▶ _WHAT YOU WILL DO_:
Return each line of the listing below that contains the string "tray", copied unchanged. Case counts when matching.
— begin DATA SUPPLIED —
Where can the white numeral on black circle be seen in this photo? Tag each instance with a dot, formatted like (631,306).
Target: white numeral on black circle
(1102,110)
— end DATA SUPPLIED —
— begin DATA SUPPLIED —
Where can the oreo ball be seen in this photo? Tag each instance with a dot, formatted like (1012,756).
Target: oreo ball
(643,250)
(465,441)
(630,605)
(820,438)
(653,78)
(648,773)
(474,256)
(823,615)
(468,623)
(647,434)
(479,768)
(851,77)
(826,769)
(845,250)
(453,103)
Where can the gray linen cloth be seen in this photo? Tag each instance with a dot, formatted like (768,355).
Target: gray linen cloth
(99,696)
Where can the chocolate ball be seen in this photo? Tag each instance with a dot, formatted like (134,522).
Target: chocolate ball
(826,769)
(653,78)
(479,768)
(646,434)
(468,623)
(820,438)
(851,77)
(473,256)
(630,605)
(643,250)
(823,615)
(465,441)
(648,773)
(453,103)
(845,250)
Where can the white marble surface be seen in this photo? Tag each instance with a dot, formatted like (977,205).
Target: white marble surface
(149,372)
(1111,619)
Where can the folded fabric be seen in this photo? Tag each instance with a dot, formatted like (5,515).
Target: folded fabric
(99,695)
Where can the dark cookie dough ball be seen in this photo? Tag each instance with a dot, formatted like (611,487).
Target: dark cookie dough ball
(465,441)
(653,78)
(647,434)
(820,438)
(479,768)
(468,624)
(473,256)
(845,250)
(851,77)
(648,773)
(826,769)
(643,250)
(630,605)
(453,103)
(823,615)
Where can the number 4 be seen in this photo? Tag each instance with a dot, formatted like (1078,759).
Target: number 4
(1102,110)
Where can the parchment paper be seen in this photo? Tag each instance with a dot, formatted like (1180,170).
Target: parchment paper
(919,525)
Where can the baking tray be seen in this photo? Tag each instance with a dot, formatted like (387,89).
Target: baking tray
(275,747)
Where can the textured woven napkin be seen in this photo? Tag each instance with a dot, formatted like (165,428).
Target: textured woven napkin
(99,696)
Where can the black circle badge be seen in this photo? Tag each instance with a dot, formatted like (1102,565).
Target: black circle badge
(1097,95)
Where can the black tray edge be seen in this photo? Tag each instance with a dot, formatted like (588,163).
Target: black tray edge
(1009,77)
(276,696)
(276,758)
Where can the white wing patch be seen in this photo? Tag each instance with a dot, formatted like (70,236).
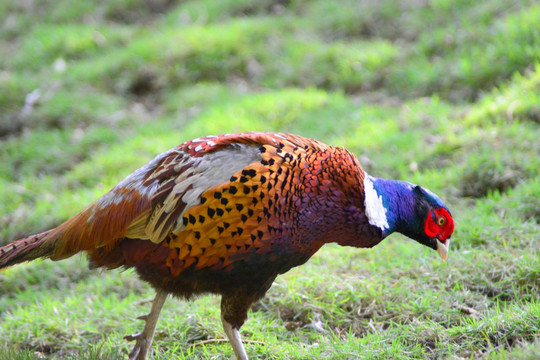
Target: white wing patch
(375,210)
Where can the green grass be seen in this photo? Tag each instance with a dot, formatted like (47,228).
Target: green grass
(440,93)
— end DATA SUPPLIED —
— begin DATA SUPPLIED —
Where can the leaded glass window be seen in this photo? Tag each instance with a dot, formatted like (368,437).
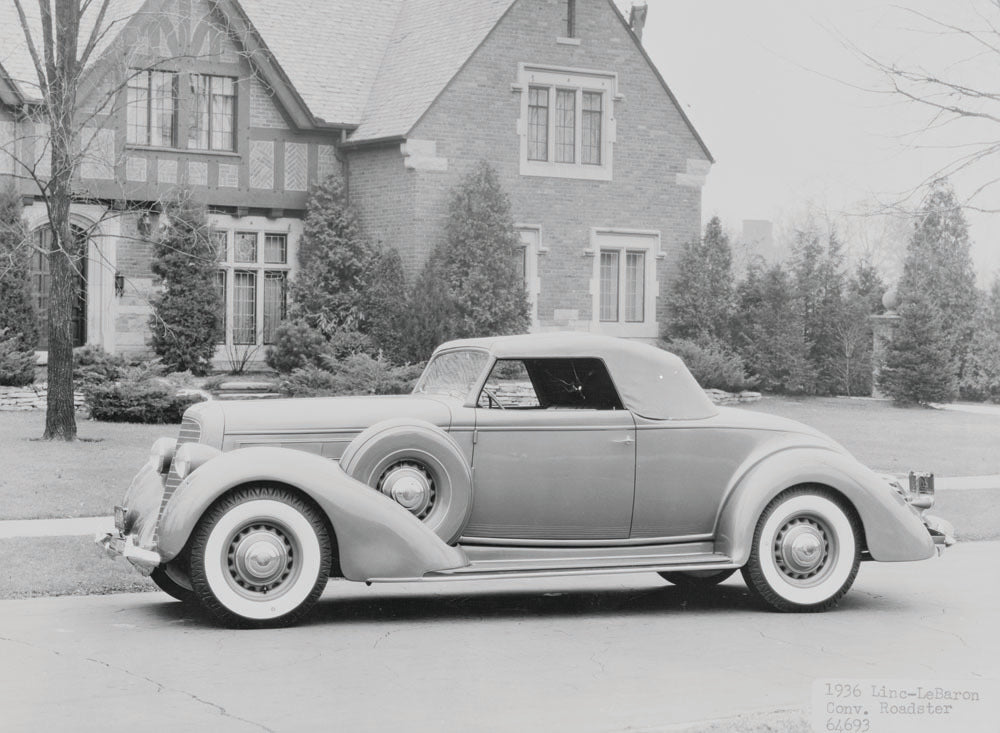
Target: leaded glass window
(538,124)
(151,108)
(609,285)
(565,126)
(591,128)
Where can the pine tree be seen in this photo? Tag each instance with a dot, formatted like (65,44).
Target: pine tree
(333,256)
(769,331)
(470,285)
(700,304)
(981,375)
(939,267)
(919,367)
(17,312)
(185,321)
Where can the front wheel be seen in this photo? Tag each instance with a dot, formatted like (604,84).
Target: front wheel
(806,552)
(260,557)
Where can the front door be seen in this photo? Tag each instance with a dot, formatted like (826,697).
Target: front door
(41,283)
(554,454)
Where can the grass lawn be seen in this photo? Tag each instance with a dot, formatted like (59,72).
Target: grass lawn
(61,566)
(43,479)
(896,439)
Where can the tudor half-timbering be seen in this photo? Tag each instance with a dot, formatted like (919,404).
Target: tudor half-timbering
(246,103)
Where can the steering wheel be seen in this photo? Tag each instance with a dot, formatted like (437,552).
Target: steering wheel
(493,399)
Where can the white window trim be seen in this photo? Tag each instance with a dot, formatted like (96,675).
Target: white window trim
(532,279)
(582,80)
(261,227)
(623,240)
— end DATA SUPPLIED —
▶ _SOLUTION_:
Where can the baking tray be seen in this photo? Tag each instance with a dot, formatted like (387,89).
Target: baking tray
Where can the black tray edge be seen in this photo? Tag each instance with a dot, formatted like (588,163).
Target: black tray edge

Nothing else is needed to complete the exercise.